WORK TO COMPLETE
Copy out each line of the data that includes the string "blue".

** Opening RECORDS SUPPLIED block **

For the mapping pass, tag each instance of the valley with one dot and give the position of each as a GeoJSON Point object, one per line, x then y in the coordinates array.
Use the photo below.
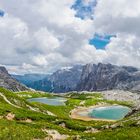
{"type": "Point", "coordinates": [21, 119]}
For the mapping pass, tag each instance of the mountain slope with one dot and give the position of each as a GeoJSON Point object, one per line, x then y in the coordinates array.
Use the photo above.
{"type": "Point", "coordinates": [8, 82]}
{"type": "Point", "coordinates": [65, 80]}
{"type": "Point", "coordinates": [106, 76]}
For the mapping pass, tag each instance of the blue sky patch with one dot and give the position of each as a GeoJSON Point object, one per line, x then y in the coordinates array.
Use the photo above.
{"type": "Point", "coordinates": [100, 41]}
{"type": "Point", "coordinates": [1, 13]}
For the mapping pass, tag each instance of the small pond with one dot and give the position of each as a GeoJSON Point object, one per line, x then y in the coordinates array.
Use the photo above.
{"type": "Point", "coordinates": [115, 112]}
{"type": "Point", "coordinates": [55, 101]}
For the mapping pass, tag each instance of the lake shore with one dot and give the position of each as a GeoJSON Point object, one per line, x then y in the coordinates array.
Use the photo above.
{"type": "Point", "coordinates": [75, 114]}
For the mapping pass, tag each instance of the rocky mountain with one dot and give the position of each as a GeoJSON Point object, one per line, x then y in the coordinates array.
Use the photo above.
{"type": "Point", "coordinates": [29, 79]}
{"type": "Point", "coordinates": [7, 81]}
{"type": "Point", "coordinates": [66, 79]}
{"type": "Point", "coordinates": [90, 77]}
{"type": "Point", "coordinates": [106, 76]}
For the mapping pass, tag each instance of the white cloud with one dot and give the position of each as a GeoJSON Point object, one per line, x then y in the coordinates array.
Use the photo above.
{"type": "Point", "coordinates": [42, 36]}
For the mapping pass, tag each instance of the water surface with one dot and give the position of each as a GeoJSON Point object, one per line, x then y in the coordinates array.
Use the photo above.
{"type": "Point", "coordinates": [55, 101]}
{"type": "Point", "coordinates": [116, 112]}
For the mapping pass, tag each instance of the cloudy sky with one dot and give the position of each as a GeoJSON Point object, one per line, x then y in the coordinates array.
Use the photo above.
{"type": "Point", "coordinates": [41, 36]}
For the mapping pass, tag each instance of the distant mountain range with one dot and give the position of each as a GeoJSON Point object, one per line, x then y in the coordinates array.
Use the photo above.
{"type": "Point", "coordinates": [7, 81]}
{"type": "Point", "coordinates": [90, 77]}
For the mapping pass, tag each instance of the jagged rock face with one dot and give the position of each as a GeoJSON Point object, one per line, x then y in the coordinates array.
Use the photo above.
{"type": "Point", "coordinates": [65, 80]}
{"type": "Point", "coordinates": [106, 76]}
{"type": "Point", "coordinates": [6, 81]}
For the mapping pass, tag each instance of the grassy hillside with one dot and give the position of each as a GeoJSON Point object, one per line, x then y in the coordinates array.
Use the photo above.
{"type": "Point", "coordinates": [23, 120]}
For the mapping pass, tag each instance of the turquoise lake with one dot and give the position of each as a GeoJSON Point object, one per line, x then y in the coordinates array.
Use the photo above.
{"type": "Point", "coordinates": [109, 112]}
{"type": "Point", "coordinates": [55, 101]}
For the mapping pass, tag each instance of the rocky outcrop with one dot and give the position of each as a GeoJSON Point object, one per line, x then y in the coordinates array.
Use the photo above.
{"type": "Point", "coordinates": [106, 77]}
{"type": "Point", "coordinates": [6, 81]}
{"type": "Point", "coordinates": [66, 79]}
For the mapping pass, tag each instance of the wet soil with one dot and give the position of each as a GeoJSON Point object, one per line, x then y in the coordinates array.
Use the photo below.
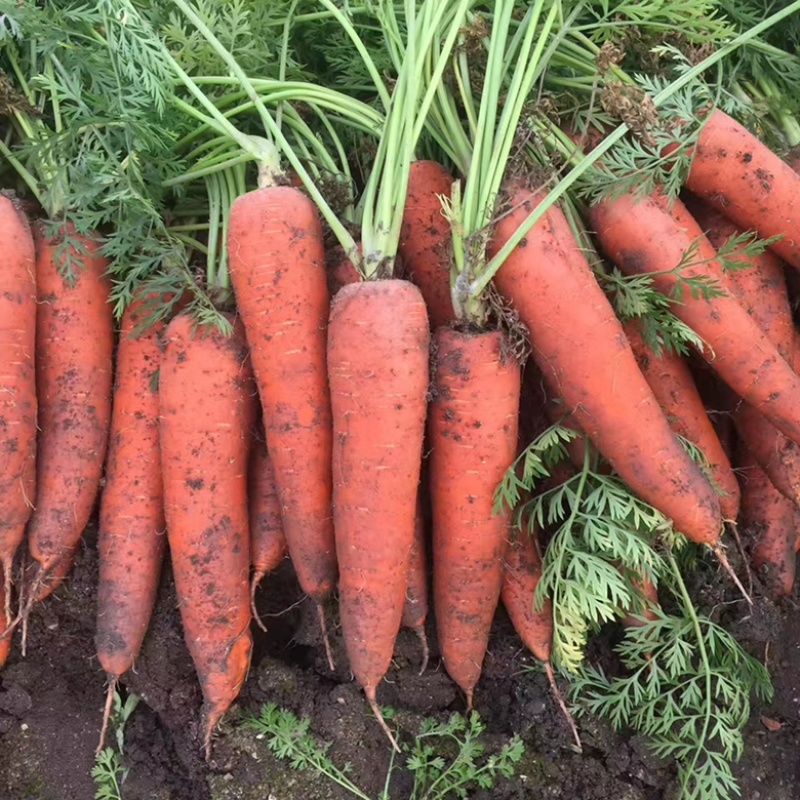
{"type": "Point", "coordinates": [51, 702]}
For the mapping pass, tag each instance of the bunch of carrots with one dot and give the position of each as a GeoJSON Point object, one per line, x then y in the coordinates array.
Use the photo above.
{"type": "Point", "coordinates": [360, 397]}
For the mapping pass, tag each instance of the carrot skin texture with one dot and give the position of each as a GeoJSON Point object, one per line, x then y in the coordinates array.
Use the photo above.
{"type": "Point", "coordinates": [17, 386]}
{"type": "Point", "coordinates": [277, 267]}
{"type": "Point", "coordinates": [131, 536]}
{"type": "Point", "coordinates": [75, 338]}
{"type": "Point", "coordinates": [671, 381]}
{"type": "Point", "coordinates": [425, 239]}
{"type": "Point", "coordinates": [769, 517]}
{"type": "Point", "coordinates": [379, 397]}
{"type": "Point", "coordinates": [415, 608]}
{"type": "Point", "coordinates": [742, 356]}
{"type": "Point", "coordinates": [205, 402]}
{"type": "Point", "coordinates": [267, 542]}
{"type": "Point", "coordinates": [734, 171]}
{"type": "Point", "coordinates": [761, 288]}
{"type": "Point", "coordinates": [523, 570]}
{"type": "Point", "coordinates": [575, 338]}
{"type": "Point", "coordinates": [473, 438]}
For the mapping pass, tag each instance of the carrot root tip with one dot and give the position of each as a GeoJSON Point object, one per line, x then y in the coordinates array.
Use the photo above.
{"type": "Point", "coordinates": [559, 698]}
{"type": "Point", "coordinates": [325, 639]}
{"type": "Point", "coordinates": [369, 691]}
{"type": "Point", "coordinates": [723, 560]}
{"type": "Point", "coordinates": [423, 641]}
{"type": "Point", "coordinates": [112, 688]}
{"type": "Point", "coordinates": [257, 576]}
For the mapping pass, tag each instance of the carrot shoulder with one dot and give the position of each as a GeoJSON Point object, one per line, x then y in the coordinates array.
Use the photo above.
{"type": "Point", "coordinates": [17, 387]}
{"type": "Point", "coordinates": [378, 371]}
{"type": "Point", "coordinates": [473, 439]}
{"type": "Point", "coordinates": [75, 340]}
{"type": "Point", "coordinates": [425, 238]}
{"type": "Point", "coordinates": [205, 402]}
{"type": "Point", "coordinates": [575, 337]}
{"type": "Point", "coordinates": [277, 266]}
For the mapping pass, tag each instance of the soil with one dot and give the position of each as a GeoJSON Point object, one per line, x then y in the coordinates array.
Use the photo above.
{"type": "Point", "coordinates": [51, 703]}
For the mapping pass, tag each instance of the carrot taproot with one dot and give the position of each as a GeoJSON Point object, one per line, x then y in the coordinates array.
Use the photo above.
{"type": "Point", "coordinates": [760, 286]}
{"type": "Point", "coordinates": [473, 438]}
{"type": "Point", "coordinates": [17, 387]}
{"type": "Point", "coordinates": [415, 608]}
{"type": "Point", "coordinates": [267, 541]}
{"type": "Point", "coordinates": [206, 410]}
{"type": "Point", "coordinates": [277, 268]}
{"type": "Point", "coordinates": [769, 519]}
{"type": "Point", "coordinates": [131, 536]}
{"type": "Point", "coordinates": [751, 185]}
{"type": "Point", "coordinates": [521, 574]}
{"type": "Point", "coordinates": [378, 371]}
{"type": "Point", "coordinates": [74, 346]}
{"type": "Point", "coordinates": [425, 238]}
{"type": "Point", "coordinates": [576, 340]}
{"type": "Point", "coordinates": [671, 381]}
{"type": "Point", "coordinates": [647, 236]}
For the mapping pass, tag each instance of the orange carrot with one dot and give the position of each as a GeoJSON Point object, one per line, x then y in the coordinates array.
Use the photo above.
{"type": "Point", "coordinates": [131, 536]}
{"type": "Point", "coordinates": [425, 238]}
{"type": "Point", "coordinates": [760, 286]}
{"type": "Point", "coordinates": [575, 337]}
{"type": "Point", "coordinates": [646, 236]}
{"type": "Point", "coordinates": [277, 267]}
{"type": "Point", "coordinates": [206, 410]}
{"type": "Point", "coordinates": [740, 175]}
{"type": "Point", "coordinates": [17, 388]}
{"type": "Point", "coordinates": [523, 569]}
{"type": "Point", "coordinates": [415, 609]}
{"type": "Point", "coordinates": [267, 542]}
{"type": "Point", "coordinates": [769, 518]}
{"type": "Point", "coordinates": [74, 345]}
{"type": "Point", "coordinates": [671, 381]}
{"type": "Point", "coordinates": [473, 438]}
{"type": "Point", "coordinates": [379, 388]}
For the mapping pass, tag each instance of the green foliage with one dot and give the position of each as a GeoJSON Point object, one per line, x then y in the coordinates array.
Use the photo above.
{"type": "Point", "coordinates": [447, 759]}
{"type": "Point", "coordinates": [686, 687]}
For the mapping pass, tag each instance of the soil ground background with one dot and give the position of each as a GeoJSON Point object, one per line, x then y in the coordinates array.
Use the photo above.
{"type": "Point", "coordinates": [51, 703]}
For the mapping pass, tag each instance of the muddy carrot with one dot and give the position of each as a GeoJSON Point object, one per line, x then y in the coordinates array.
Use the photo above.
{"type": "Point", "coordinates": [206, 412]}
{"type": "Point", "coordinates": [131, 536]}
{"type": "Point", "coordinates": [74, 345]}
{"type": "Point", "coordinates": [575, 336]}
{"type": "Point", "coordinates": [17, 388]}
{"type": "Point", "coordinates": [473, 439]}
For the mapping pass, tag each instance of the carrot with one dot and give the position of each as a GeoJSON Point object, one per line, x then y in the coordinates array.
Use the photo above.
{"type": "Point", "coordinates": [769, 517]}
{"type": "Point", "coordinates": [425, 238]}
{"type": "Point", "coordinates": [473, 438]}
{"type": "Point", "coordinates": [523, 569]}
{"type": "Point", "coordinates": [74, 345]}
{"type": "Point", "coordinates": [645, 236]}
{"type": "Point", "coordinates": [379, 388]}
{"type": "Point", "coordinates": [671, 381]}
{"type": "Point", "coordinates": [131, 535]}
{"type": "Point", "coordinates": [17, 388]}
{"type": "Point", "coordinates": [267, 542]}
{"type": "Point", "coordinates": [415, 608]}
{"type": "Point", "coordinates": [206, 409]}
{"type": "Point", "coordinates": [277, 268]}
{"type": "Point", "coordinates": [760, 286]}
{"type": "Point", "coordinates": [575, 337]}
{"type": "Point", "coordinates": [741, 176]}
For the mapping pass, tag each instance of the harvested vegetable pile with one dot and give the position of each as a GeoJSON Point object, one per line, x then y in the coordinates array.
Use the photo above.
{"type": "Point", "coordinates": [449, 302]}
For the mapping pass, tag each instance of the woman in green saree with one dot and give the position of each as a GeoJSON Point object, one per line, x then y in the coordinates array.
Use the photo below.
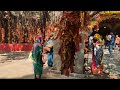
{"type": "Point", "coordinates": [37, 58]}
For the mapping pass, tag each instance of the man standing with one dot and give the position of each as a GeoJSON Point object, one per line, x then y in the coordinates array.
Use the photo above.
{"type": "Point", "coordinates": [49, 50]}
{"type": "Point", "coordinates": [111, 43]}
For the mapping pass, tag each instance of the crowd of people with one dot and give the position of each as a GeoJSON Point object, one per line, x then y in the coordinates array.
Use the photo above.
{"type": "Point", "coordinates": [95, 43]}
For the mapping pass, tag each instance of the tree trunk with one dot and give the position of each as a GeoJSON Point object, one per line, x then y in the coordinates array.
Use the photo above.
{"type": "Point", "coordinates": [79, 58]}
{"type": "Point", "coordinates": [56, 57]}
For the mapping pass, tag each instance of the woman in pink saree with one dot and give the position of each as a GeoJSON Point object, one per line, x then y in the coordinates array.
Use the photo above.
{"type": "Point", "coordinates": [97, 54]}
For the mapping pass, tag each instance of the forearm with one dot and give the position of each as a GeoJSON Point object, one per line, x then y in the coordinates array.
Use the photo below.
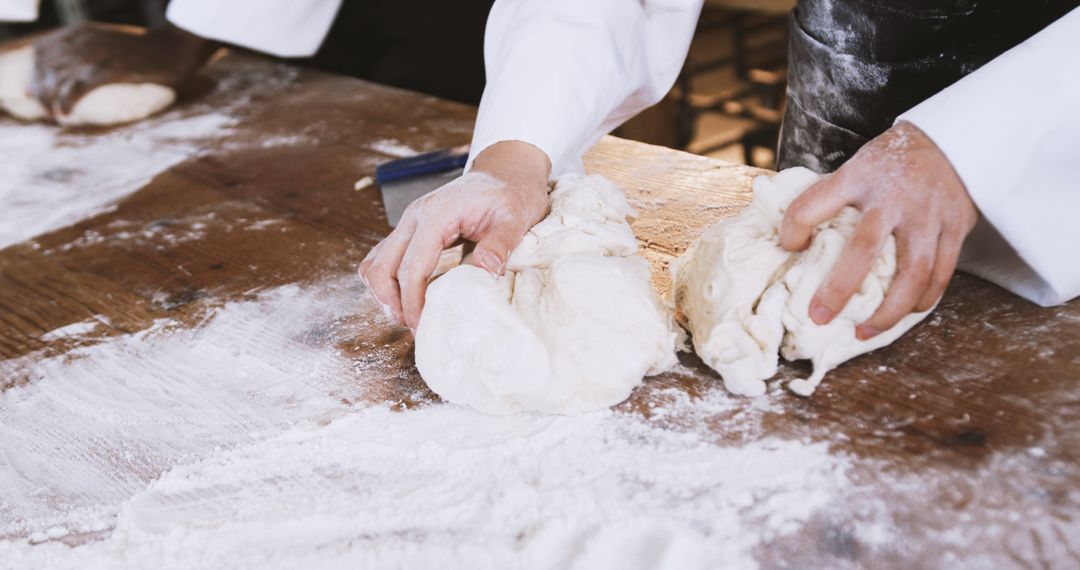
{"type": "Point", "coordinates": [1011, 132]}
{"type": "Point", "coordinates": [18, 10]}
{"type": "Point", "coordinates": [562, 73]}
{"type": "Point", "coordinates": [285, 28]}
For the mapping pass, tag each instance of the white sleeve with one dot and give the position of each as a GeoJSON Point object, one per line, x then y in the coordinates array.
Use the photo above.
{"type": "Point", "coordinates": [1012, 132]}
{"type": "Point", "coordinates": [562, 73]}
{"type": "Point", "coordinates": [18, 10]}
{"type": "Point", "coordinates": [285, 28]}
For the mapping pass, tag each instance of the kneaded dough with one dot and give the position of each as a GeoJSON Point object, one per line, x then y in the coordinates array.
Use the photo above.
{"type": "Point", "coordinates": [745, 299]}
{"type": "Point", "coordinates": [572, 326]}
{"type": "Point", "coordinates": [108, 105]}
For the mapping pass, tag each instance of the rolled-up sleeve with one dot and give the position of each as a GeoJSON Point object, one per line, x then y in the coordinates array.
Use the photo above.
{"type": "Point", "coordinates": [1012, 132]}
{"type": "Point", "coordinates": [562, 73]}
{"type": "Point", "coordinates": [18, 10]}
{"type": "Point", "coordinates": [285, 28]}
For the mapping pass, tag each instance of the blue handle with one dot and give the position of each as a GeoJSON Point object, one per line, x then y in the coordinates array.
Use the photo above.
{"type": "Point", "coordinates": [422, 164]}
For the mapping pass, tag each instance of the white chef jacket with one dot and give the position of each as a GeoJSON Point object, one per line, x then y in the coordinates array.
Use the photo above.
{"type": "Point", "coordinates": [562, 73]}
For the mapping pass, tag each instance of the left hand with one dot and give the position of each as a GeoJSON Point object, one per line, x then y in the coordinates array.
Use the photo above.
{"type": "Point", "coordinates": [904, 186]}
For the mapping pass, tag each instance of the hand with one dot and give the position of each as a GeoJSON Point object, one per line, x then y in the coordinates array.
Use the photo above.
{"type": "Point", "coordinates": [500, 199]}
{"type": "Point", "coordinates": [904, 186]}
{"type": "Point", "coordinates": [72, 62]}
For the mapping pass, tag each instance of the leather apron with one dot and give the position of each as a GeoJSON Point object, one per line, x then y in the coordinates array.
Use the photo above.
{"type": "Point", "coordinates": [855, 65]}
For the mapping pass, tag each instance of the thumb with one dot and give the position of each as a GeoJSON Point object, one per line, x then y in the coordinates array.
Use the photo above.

** Closing RECORDS SUPPLIED block **

OUTPUT OF THE TASK
For the mapping pass, tag each instance of the blue sky patch with one dot and give the position of each as a GeoJSON Point object, one per line, x then y in the coordinates array.
For the mapping pass, tag each instance of the blue handle with one dot and give the position of each as a GeoJSON Point object, one per line, x then y in the coordinates array.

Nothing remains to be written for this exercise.